* start TASK DATA *

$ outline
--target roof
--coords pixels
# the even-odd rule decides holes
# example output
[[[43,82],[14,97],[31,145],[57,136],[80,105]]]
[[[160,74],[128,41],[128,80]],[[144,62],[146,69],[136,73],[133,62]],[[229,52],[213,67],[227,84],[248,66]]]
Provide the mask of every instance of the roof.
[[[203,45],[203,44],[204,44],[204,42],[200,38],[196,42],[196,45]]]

* end TASK DATA *

WHAT YOU SHOULD DO:
Reproduce the records above, replacing every occurrence of "roof" with "building" and leaving everything else unchanged.

SOLUTION:
$ outline
--target building
--coords pixels
# the even-odd rule decides holes
# example output
[[[43,82],[14,97],[31,145],[57,136],[80,105]]]
[[[160,74],[128,41],[128,80]],[[144,62],[146,69],[136,73],[133,62]],[[229,52],[213,67],[227,84],[248,66]]]
Provide the mask of every instance of the building.
[[[203,45],[203,44],[204,44],[204,42],[200,38],[196,42],[196,45]]]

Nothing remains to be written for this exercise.